» Requirement
Could you output only the lines from the one containing "Objective — one point per instance of the woman's nose" through the last line of the data, both included?

» Data provided
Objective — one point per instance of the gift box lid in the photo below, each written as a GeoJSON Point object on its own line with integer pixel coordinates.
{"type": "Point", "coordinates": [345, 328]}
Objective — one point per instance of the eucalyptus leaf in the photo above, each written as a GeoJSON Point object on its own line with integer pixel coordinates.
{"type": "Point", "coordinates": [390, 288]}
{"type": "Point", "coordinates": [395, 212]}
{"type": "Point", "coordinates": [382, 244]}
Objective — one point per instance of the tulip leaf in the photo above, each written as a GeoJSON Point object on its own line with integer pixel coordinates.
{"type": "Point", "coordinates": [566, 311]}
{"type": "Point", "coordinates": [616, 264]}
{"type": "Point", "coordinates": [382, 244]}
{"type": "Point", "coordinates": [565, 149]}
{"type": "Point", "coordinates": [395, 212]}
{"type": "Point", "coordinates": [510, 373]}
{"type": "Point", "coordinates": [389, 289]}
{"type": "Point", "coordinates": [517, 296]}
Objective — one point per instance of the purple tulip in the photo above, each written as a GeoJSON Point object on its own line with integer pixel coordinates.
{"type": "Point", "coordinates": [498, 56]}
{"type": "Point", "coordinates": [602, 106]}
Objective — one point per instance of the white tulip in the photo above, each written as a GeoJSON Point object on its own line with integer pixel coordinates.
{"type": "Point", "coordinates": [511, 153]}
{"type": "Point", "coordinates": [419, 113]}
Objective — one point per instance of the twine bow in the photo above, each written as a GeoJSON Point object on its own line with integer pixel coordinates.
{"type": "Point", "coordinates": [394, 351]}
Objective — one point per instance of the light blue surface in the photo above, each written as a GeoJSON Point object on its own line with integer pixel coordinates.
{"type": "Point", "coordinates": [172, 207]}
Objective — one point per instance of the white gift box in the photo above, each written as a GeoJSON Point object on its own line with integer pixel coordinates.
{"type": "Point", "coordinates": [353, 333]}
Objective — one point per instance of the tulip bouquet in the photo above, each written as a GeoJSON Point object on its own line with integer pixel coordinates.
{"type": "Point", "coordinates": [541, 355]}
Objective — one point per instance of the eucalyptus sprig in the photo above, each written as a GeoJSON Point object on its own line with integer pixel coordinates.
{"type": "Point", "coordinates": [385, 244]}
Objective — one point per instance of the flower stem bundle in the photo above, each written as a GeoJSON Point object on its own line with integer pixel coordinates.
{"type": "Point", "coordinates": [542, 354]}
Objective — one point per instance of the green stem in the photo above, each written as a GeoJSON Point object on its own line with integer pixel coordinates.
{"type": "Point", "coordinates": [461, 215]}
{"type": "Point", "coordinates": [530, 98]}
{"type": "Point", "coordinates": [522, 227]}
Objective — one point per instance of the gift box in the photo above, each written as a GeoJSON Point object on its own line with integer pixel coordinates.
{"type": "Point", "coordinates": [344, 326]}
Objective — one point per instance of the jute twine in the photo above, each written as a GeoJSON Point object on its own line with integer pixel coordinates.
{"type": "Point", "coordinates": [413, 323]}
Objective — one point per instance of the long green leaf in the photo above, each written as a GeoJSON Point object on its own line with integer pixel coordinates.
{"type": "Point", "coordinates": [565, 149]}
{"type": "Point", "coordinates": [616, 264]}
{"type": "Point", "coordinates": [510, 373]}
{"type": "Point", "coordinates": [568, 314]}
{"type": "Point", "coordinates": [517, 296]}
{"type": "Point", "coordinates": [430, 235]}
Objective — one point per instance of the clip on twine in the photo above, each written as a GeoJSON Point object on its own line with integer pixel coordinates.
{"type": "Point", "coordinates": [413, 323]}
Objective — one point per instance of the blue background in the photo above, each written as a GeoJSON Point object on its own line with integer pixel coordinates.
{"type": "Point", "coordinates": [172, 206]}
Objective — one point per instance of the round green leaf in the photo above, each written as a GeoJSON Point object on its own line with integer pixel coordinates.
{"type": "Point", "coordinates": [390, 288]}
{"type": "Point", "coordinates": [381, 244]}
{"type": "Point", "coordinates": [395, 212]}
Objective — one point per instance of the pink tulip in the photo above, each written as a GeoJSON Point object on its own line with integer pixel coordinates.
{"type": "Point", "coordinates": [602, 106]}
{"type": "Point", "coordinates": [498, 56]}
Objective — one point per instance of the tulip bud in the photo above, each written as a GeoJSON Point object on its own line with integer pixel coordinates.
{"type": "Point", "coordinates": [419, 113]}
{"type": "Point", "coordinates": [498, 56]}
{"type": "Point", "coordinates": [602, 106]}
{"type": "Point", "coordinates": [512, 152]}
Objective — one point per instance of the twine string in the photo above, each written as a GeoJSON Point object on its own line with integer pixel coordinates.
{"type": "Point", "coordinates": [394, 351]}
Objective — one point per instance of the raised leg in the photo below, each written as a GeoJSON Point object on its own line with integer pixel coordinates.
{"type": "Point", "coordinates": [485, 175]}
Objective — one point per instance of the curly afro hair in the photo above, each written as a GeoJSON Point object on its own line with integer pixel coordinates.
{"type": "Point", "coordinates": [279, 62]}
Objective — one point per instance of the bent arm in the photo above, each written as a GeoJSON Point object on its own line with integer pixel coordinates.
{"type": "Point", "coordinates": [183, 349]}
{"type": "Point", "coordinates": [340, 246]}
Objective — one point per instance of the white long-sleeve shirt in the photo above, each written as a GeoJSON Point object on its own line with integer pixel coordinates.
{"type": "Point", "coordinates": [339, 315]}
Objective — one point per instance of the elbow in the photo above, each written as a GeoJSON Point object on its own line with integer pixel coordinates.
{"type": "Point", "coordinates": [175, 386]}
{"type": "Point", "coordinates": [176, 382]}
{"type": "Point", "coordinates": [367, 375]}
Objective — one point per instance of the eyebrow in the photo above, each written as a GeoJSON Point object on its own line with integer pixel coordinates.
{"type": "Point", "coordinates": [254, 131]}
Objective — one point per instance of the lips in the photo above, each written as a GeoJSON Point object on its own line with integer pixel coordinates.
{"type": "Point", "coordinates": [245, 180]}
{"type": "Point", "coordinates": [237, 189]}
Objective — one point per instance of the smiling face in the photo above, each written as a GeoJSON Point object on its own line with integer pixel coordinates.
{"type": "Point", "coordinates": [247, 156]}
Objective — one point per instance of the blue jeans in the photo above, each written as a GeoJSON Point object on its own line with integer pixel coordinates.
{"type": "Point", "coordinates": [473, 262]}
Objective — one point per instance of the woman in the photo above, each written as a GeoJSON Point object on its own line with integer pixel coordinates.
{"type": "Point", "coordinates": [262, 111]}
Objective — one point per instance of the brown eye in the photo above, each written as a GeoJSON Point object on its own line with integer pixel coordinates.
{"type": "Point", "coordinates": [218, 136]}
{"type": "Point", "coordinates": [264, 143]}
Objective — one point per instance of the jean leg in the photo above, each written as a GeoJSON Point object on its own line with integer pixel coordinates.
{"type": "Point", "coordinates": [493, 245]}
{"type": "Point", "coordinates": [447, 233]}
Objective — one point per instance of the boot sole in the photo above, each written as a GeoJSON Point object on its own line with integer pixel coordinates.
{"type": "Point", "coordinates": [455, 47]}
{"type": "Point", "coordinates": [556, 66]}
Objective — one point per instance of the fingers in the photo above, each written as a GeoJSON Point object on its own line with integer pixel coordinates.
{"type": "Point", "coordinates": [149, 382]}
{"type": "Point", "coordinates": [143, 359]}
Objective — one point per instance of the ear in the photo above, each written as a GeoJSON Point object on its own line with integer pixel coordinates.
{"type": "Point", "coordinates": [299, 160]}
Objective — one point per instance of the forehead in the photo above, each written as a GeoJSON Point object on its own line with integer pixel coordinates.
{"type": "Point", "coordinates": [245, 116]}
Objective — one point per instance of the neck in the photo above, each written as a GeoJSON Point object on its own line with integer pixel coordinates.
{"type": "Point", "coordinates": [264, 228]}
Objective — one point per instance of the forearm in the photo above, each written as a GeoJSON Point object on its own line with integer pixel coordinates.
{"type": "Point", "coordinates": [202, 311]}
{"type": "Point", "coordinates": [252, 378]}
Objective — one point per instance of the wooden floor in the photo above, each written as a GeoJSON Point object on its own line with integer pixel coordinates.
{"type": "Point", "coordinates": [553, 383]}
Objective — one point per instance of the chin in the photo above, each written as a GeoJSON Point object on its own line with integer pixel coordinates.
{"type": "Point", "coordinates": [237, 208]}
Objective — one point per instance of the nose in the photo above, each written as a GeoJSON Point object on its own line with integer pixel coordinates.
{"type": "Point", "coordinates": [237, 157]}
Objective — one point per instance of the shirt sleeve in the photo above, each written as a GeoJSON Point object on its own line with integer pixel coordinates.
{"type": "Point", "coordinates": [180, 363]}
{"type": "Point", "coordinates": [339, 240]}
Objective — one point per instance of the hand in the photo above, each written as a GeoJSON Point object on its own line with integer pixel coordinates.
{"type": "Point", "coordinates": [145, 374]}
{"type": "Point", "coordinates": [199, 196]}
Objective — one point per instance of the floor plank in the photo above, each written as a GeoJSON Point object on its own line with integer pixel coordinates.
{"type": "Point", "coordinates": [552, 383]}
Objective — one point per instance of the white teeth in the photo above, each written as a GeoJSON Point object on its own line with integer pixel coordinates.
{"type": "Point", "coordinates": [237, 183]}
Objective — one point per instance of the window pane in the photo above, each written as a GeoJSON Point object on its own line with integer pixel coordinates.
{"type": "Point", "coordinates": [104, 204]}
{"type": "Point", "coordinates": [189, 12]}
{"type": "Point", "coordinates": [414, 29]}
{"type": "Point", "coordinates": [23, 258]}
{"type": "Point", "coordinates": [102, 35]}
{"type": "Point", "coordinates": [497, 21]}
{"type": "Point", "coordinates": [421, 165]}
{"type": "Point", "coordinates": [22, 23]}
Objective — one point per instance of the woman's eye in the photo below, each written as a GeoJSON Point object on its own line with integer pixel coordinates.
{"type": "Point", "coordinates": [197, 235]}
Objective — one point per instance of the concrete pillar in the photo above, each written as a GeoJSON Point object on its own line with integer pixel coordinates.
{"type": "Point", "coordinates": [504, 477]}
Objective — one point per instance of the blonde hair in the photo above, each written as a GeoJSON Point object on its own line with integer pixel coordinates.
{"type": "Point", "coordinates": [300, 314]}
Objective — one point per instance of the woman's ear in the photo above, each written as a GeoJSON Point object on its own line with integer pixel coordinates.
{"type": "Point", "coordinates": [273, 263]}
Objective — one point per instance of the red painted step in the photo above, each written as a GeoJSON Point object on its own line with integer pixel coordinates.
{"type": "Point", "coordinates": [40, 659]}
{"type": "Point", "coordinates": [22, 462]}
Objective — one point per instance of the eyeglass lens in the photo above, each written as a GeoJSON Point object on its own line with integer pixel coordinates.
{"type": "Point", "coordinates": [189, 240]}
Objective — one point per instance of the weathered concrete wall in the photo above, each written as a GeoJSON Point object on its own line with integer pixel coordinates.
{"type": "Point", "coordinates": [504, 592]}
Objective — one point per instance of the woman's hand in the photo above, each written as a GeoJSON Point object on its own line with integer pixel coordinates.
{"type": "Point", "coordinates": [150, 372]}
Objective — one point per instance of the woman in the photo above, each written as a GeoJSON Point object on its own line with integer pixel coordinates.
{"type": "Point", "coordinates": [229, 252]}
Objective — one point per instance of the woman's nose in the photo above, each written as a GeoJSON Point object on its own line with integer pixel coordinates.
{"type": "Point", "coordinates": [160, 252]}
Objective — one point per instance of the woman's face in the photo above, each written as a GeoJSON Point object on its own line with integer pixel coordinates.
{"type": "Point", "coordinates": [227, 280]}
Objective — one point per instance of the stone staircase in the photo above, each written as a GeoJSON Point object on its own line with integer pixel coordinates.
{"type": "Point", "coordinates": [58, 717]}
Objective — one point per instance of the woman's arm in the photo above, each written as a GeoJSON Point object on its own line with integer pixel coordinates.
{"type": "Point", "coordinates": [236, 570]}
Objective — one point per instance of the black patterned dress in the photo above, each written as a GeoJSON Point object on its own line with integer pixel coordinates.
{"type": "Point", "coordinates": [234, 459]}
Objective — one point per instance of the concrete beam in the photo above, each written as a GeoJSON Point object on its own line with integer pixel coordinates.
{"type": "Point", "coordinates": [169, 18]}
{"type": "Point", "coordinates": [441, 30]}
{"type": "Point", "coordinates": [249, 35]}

» Written solution
Objective — one point per instance of the woman's nose in the photo above, each written as a GeoJSON Point object on its own line with integer pixel coordinates.
{"type": "Point", "coordinates": [160, 252]}
Objective — one point per instance of the woman's face in the photo above, each written as a GeoJSON Point object on its own line with integer pixel coordinates.
{"type": "Point", "coordinates": [227, 280]}
Objective — one point per instance of the stone staircase in the photo above, each written as a GeoJSON Point object on its own line with integer pixel coordinates.
{"type": "Point", "coordinates": [58, 717]}
Objective — one point per instance of the woman's arm in the photo above, each written as a GeoJSON Point object on its own line with integer pixel coordinates.
{"type": "Point", "coordinates": [236, 570]}
Objective — one point per instance of the black patterned dress in the photo above, each written as a GeoJSON Point object on its own line with integer pixel coordinates.
{"type": "Point", "coordinates": [234, 459]}
Objective — one point per instance of the concrete beam in the photo above, each written as a GeoJSON Point object on its own line with integer pixel coordinates.
{"type": "Point", "coordinates": [169, 18]}
{"type": "Point", "coordinates": [441, 30]}
{"type": "Point", "coordinates": [249, 35]}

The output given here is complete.